**Ejercicio breve 1:** Reproduce al pie de la letra el fragmento del relato sobre Carlos de Foucauld, todo lo que va desde "Fue al llegar" hasta "montón de veces.".
**Ejercicio breve 2:** Cita tal cual las líneas de las entradas, todo lo que va desde la línea que contiene "det: paved walkway" hasta la que contiene "[402,361,428,372]", ambas incluidas.

**Texto dado:**
+ + +
Se había quedado solo dentro del fortín. También Paul Embarek, el esclavo
liberado tantos años antes de Beni Abbés, se había ido al atardecer a la aldea
de los haratinos, cerca de un kilómetro de distancia, donde tenía una cabaña,
esposa e hijitos.
Carlos sabía
que, en cualquier momento, pasarían por allí Bou Aicha y Boudyma bem Brahim,
los dos meharistas encargados de llevar el correo. Por ello, después de haber
escrito al viejo amigo general Laperrine y a su hermana María de Blic, ahora,
sentado ante una caja que le servía de mesa, a la luz anémica de un cabo de
vela, estaba terminando la carta a su prima María de Bondy: «... nuestro anonadamiento es el medio más
poderoso que tenemos para unirnos a Jesús y hacer bien a las almas».
Fue al llegar
a este punto cuando oyó llamar a la puerta del fortín.
Atravesó el
patio y, asomado al corredor oscuro, gritó: «¿Quién
es?».
«El correo»,
respondió desde fuera la voz bien conocida de El Madani, un haratino al que
Carlos había dado de comer un montón de veces.
Carlos enfiló
corredor adelante, para abrir la puerta...
Carlos de
Foucauld llevaba en el Hoggar trece años, desde aquel lejano enero de 1904,
cuando con Paul Embarek, una asna cargada con la capilla portátil y un asnillo
que trotaba detrás, algunas provisiones a la espalda y dos pares de zapatos de
repuesto, unido a una columna de Cazadores de África, había dejado el
eremitorio de Beni Abbés para tomar el largo camino que conducía directamente
al sur, entre altas colinas negras y desnudas.
Interior del Fortín |
Un mes de
marcha a pie, en medio de enjambres de moscas implacables. Cada varias horas,
entre las piedras grises, un árbol enano y espinoso. Cada varios días, en la
línea del horizonte, un oasis verde, creado por el espejismo. Todas las
semanas, o cada dos, un oasis verdadero, en los cuales el padre Foucauld
trababa conocimiento con los habitantes y distribuía entre los más pobres
algunas monedas de su flaca bolsa, o provisiones de su saco, escasamente
surtido.
Al fin,
después de haber atravesado una región de fábula, -imaginaos: un jardín
inmenso, de flores de piedra, con las formas más inverosímiles, y jaspeadas de
multitud de colores, a la sombra de grandes rocas rojas y bajo un cielo que, a
pesar de ser invierno, tenía la pureza del cristal-, la caravana llegó al
cuartel general francés del territorio de los oasis, en ln-Salah.
+ + +
**Entradas guardadas de una colección:**
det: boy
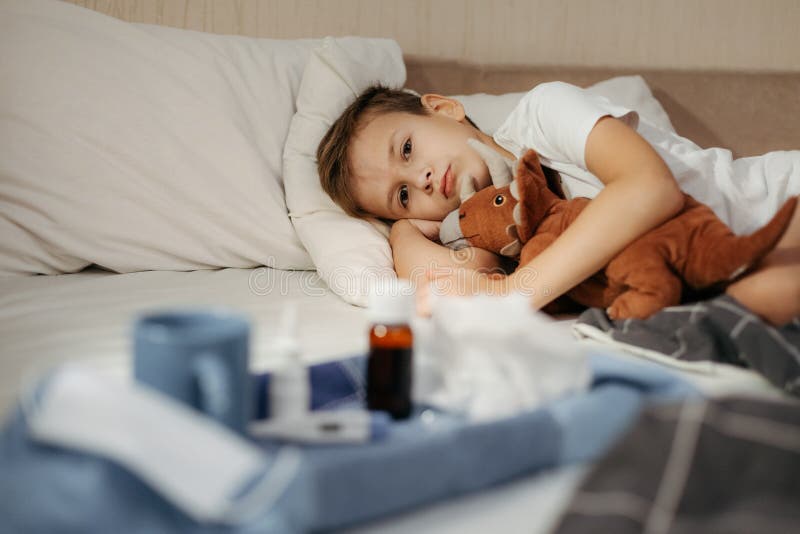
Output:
[317,82,800,324]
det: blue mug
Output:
[133,310,252,435]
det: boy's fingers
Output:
[467,139,513,186]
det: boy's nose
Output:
[419,168,433,191]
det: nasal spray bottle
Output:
[367,279,415,419]
[269,302,311,419]
[250,303,389,444]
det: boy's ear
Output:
[420,93,466,121]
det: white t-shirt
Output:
[494,82,800,234]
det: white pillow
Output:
[0,0,321,273]
[284,61,674,306]
[452,76,675,135]
[283,38,406,306]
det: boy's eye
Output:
[397,185,408,208]
[402,139,411,161]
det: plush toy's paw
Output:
[606,290,677,320]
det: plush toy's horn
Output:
[458,176,475,204]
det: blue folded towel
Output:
[0,354,697,532]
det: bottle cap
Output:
[367,279,416,324]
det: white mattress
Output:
[0,268,586,534]
[0,268,775,534]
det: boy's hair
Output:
[317,85,477,218]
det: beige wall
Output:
[67,0,800,72]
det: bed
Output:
[0,2,800,533]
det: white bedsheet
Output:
[0,268,367,417]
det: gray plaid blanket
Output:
[573,295,800,396]
[555,398,800,534]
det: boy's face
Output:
[349,95,506,221]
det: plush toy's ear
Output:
[510,150,559,243]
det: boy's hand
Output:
[467,139,517,189]
[406,219,442,243]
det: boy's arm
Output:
[507,116,684,309]
[389,219,503,282]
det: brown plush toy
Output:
[439,145,797,319]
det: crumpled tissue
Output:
[412,293,591,421]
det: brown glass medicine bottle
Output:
[367,281,414,419]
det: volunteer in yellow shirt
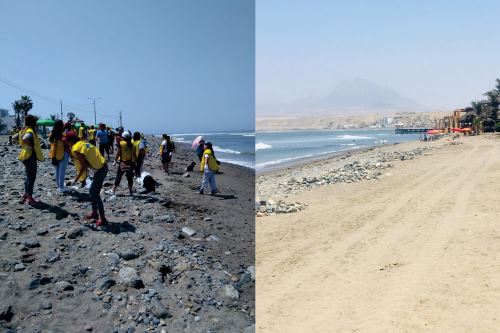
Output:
[49,120,69,193]
[199,142,219,195]
[89,125,96,146]
[109,131,137,196]
[64,132,108,226]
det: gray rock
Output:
[156,215,174,223]
[0,305,14,322]
[151,298,172,319]
[108,252,120,266]
[118,267,144,289]
[56,281,75,292]
[120,249,139,260]
[45,251,61,264]
[220,284,240,300]
[14,264,26,272]
[181,227,196,237]
[66,227,84,239]
[242,324,255,333]
[99,278,116,289]
[24,238,40,248]
[40,301,52,310]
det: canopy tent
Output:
[36,119,54,126]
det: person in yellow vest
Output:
[199,142,220,195]
[64,132,108,226]
[78,123,87,141]
[89,125,96,146]
[15,115,45,205]
[49,120,69,193]
[132,132,146,177]
[108,131,137,195]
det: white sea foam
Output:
[217,158,255,169]
[255,147,361,169]
[255,142,273,150]
[214,146,241,154]
[337,134,375,140]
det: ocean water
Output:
[255,129,419,172]
[172,131,255,169]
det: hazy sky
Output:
[256,0,500,110]
[0,0,255,133]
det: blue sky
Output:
[256,0,500,110]
[0,0,255,133]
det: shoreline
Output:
[256,134,500,333]
[256,136,453,200]
[255,141,396,176]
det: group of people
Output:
[12,115,220,226]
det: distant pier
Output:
[395,127,432,134]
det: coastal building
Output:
[436,109,467,133]
[0,109,16,134]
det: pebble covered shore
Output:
[255,138,461,217]
[0,137,255,333]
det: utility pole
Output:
[88,97,101,126]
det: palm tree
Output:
[67,112,76,122]
[12,95,33,127]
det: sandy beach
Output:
[256,135,500,333]
[0,136,255,332]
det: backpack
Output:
[142,175,156,192]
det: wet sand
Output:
[256,135,500,332]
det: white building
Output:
[0,109,16,134]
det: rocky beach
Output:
[256,134,500,333]
[0,136,255,333]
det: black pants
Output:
[115,162,135,187]
[23,151,37,197]
[89,164,108,218]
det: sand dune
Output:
[256,135,500,332]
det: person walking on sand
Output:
[195,139,205,162]
[49,120,69,193]
[13,115,45,205]
[64,132,108,227]
[198,142,220,195]
[108,132,137,196]
[132,132,146,177]
[160,134,168,172]
[89,125,96,146]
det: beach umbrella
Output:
[191,135,203,149]
[36,119,54,126]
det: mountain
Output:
[257,78,426,116]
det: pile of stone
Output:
[255,199,307,217]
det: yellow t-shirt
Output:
[71,141,106,170]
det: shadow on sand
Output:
[31,201,78,220]
[85,221,136,235]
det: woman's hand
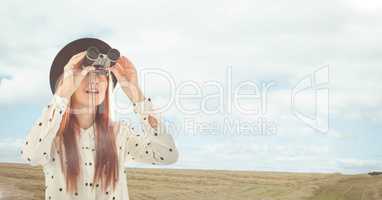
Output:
[110,56,144,103]
[56,51,95,99]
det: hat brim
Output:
[49,38,117,94]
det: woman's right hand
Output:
[56,51,95,99]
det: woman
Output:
[21,38,178,200]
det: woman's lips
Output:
[86,89,99,94]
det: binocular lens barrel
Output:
[107,49,120,62]
[82,46,120,68]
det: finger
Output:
[64,51,86,71]
[71,51,86,68]
[69,51,86,63]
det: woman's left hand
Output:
[110,56,144,103]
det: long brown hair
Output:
[55,74,119,192]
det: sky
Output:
[0,0,382,174]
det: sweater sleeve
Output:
[120,97,178,165]
[20,95,69,166]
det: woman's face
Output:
[72,71,108,107]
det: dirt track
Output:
[0,163,382,200]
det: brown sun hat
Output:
[50,38,117,94]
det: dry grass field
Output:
[0,163,382,200]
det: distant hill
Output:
[0,163,382,200]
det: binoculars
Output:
[82,46,120,74]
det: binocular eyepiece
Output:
[82,46,120,69]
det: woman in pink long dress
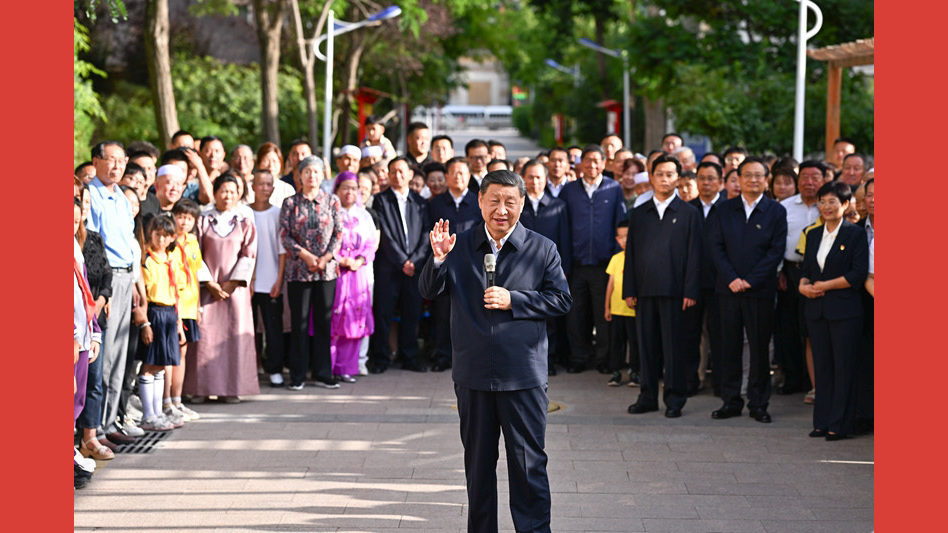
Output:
[184,173,260,403]
[331,172,379,383]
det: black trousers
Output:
[286,280,336,385]
[566,265,609,367]
[250,292,284,374]
[454,383,550,533]
[635,297,697,409]
[718,294,774,409]
[698,289,724,391]
[774,262,808,390]
[369,271,422,369]
[609,315,641,373]
[807,317,863,435]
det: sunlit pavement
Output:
[75,369,873,533]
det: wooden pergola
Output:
[806,37,875,156]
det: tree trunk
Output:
[145,0,180,146]
[253,0,286,146]
[642,96,665,153]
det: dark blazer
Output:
[622,196,702,300]
[520,191,573,276]
[708,195,787,298]
[803,220,869,320]
[372,185,432,272]
[428,191,484,233]
[418,224,573,391]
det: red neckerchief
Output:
[72,257,95,324]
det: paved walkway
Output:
[75,370,874,533]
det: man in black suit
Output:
[622,154,701,418]
[709,157,787,423]
[520,159,573,376]
[367,156,431,374]
[419,170,572,533]
[428,157,483,372]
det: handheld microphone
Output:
[484,254,497,287]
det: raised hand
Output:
[428,219,457,262]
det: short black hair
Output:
[649,152,681,176]
[480,170,527,198]
[431,135,454,148]
[405,122,428,135]
[125,141,161,159]
[159,148,190,166]
[579,144,606,160]
[722,146,748,157]
[444,156,471,174]
[695,161,724,180]
[73,161,92,176]
[92,141,125,159]
[737,155,770,177]
[464,139,490,155]
[171,198,201,220]
[816,181,853,204]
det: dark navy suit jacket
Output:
[707,195,787,298]
[372,189,432,272]
[803,220,869,320]
[622,196,702,300]
[418,223,573,391]
[428,190,484,233]
[520,191,573,276]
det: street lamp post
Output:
[313,6,402,160]
[793,0,829,161]
[576,38,628,148]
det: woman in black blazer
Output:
[800,181,869,441]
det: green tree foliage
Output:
[96,55,306,149]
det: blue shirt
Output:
[86,176,136,268]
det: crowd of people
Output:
[74,121,875,488]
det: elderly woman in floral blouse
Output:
[280,156,343,390]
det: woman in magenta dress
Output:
[331,172,379,383]
[184,174,260,403]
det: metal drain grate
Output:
[116,431,171,453]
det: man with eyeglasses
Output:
[708,155,787,423]
[774,159,826,394]
[86,141,141,444]
[464,139,490,195]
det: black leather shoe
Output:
[628,402,658,415]
[750,409,770,424]
[711,405,743,420]
[402,361,428,372]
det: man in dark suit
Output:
[419,170,572,533]
[622,154,701,418]
[686,161,727,396]
[560,144,625,374]
[367,156,431,374]
[520,158,573,376]
[428,157,483,372]
[709,157,787,423]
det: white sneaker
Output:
[122,418,145,437]
[141,416,174,431]
[174,403,201,422]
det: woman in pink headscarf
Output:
[331,172,379,383]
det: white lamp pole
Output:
[793,0,823,161]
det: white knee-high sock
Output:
[152,370,165,415]
[138,374,157,420]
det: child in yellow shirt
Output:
[606,220,639,387]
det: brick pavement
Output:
[74,370,874,533]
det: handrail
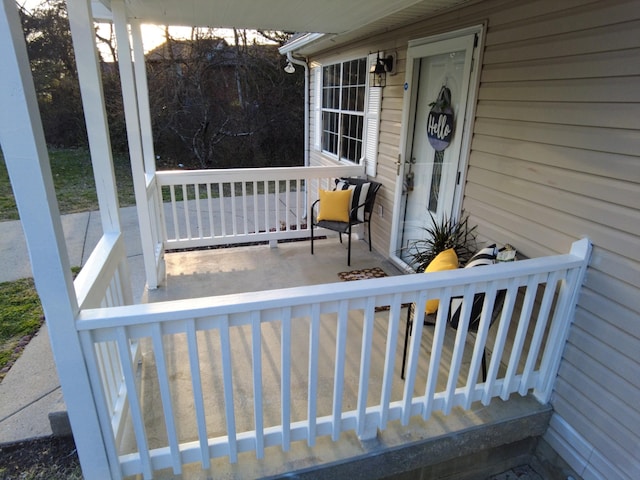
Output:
[151,165,364,249]
[76,240,590,478]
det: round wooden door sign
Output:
[427,87,455,152]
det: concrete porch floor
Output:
[121,237,549,479]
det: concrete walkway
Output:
[0,207,145,445]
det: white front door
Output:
[395,29,476,264]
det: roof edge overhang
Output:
[278,33,328,55]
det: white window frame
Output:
[318,56,369,165]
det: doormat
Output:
[338,267,387,282]
[338,267,396,312]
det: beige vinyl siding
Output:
[464,2,640,479]
[304,0,640,480]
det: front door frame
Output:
[389,24,485,272]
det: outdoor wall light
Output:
[284,60,296,73]
[370,52,396,87]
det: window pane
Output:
[322,58,368,162]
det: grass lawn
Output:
[0,148,135,221]
[0,278,44,381]
[0,148,135,381]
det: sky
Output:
[18,0,262,62]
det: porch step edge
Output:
[263,395,552,480]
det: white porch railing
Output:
[74,233,139,442]
[150,165,364,249]
[77,240,590,478]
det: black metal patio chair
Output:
[310,178,382,266]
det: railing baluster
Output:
[151,323,182,475]
[253,181,264,233]
[273,180,282,232]
[169,185,180,240]
[500,274,542,401]
[307,303,320,447]
[401,290,427,425]
[331,300,349,442]
[186,319,211,470]
[482,278,518,405]
[242,182,249,235]
[193,183,204,238]
[280,307,291,452]
[463,282,497,410]
[422,287,451,420]
[356,297,375,438]
[379,294,402,430]
[229,182,238,237]
[443,284,475,415]
[207,182,216,238]
[182,183,193,240]
[251,312,264,459]
[218,182,227,237]
[116,327,153,479]
[220,316,238,463]
[264,180,271,233]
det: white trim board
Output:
[543,413,632,480]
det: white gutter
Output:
[287,52,310,167]
[278,33,326,55]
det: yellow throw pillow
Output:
[424,248,458,315]
[318,190,352,222]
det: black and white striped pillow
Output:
[449,244,498,331]
[336,179,371,222]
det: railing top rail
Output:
[76,240,589,330]
[156,165,364,185]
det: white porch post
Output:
[67,0,133,305]
[0,0,112,478]
[111,0,159,289]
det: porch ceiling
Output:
[92,0,469,35]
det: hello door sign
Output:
[427,86,454,152]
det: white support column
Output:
[67,0,120,233]
[131,19,164,277]
[67,0,133,305]
[131,19,156,178]
[111,0,159,289]
[0,0,112,478]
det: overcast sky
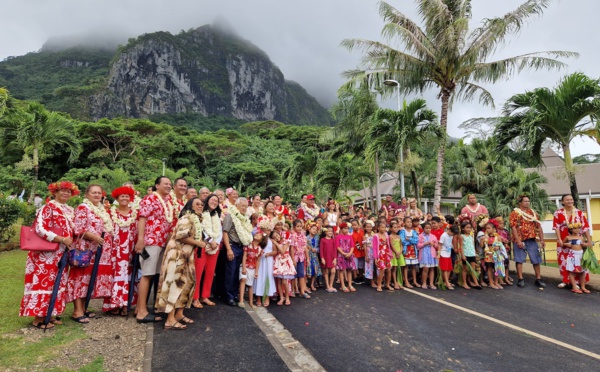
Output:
[0,0,600,155]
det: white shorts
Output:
[240,266,256,287]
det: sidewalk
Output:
[510,261,600,291]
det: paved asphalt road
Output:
[152,274,600,371]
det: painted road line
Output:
[404,288,600,360]
[246,305,325,372]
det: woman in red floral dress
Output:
[102,186,138,316]
[553,194,591,288]
[68,185,114,323]
[19,181,79,329]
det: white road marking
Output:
[404,288,600,360]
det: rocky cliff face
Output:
[89,26,331,125]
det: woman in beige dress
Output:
[156,197,206,330]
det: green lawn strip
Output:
[0,250,98,370]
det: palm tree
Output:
[342,0,577,206]
[366,98,439,203]
[495,72,600,206]
[2,102,81,199]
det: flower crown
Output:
[48,181,80,196]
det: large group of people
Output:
[20,176,591,330]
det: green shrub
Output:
[0,198,21,242]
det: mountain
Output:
[0,25,332,125]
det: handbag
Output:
[67,249,94,268]
[20,226,63,252]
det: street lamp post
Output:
[383,80,406,198]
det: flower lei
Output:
[110,206,137,228]
[300,202,319,220]
[465,203,481,214]
[513,208,541,223]
[153,191,174,223]
[229,205,252,246]
[187,213,203,240]
[83,198,115,234]
[171,190,187,216]
[202,211,221,240]
[50,200,75,230]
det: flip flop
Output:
[165,322,187,331]
[31,322,54,330]
[175,316,196,324]
[135,313,162,323]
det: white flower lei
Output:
[513,208,541,223]
[229,205,252,246]
[50,200,75,230]
[300,202,319,219]
[187,213,203,240]
[153,191,173,223]
[202,211,221,240]
[83,198,115,234]
[171,190,187,216]
[110,206,137,227]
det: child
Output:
[563,222,590,294]
[306,223,321,291]
[238,232,267,309]
[417,222,438,289]
[363,220,376,288]
[479,220,506,289]
[400,217,421,288]
[430,216,446,241]
[271,230,296,306]
[290,220,310,299]
[390,222,406,289]
[439,225,459,290]
[319,226,337,293]
[458,220,481,289]
[351,219,365,284]
[496,217,513,285]
[373,221,394,292]
[254,219,278,307]
[334,222,356,293]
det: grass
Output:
[0,250,94,371]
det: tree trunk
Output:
[433,89,450,209]
[374,154,381,215]
[27,144,40,203]
[563,145,579,208]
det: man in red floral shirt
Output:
[135,176,175,323]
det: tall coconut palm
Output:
[495,72,600,205]
[366,98,440,203]
[2,102,81,198]
[342,0,577,206]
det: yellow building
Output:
[525,148,600,262]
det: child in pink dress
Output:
[334,222,356,292]
[319,226,337,293]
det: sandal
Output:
[135,313,162,323]
[175,315,196,324]
[165,322,187,331]
[31,322,54,330]
[71,315,90,324]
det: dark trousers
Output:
[225,242,244,301]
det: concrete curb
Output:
[246,306,325,372]
[142,323,154,372]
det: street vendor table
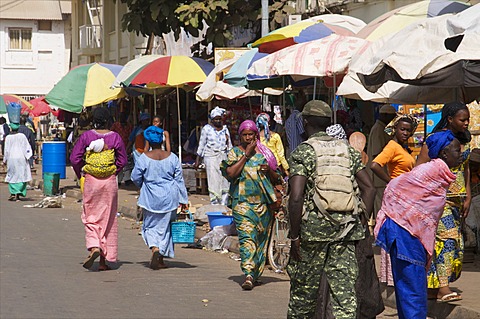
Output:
[182,167,197,193]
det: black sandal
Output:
[83,248,100,269]
[242,276,253,290]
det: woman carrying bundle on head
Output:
[132,126,188,269]
[221,120,282,290]
[416,102,472,302]
[70,107,127,271]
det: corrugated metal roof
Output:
[60,0,72,14]
[0,0,72,20]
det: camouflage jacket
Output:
[288,132,365,241]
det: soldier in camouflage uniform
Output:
[287,100,375,319]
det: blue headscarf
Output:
[143,125,163,144]
[426,130,455,159]
[255,113,270,141]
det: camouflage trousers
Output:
[287,241,358,319]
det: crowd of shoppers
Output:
[4,100,478,319]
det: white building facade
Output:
[0,0,71,99]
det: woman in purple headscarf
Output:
[221,120,281,290]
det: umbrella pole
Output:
[248,96,253,118]
[177,86,182,163]
[333,74,337,124]
[153,89,157,116]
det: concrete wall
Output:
[0,19,71,95]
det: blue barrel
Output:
[42,141,67,178]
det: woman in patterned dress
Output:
[221,120,281,290]
[416,102,471,302]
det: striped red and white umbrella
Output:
[247,34,370,84]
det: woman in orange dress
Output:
[370,115,417,286]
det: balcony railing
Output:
[79,25,102,49]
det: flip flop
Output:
[437,291,462,302]
[83,248,100,269]
[150,249,160,270]
[242,276,253,290]
[98,265,112,271]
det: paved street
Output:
[0,184,402,319]
[0,184,289,319]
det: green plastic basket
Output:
[171,211,197,244]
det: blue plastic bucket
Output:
[42,141,67,178]
[7,102,22,124]
[43,173,60,196]
[206,212,233,229]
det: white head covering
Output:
[210,106,227,119]
[327,124,347,140]
[87,138,105,153]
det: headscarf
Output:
[255,113,270,141]
[210,106,227,119]
[426,130,455,159]
[238,120,278,170]
[385,113,418,136]
[433,102,472,145]
[143,125,163,144]
[326,124,347,140]
[92,107,111,128]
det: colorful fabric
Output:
[203,153,230,205]
[131,153,188,214]
[260,132,290,170]
[70,130,127,178]
[220,147,277,280]
[197,124,232,157]
[326,124,347,140]
[110,122,133,146]
[287,238,358,319]
[81,175,121,262]
[390,226,427,319]
[255,113,270,141]
[210,106,227,119]
[142,208,177,258]
[288,132,365,243]
[425,130,455,159]
[82,150,117,178]
[238,120,278,170]
[375,159,455,259]
[372,140,415,179]
[143,125,163,144]
[427,150,470,288]
[8,182,27,197]
[378,249,393,287]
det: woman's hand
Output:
[462,196,472,218]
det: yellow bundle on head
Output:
[83,150,117,177]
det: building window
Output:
[8,28,32,51]
[38,20,52,31]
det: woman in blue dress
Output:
[132,126,188,269]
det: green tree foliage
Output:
[121,0,294,57]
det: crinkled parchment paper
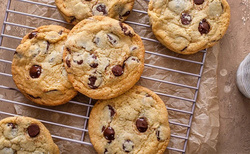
+ + +
**Respuesta completa 1:**
Fue al llegar
a este punto cuando oyó llamar a la puerta del fortín.
Atravesó el
patio y, asomado al corredor oscuro, gritó: «¿Quién
es?».
«El correo»,
respondió desde fuera la voz bien conocida de El Madani, un haratino al que
Carlos había dado de comer un montón de veces.

**Respuesta completa 2:**
det: paved walkway
Output:
[75,370,874,533]
det: man in black suit
Output:
[622,154,701,418]
[709,157,787,423]
[520,159,573,376]
[367,156,431,374]
[419,170,572,533]
[428,157,483,372]
det: handheld microphone
Output:
[484,254,497,287]
det: raised hand
Output:
[428,219,457,262]
det: short black hair
Output:
[649,152,681,176]
[480,170,527,198]
[431,135,454,148]
[405,122,428,135]
[125,141,161,159]
[159,148,190,166]
[579,144,606,160]
[722,146,748,157]
[444,156,471,174]
[695,161,724,180]
[73,161,92,176]
[92,141,125,159]
[737,155,770,177]
[464,139,490,155]
[171,198,201,220]
[816,181,853,204]
det: dark navy suit jacket
Output:
[707,195,787,298]
[372,189,432,272]
[803,220,869,320]
[622,196,702,300]
[418,223,573,391]
[428,190,484,233]
[520,191,573,276]
det: street lamp post
Output:
[313,6,402,160]
[793,0,829,161]
[576,38,628,148]
det: woman in black blazer
Output:
[800,181,869,441]
det: green tree foliage
Output:
[96,55,306,149]
det: blue shirt
Output:
[86,176,136,268]
det: crowd of people
Output:
[74,121,875,488]
det: elderly woman in floral blouse
Output:
[280,156,343,390]
det: woman in magenta dress
Output:
[331,172,379,383]
[184,174,260,403]
det: metal drain grate
Output:
[116,431,171,453]
det: man with eyeglasses
Output:
[708,155,787,423]
[774,159,826,394]
[86,141,141,444]
[464,139,490,195]
det: black leather shoe
Output:
[628,402,658,415]
[750,409,770,424]
[711,405,743,420]
[402,361,428,372]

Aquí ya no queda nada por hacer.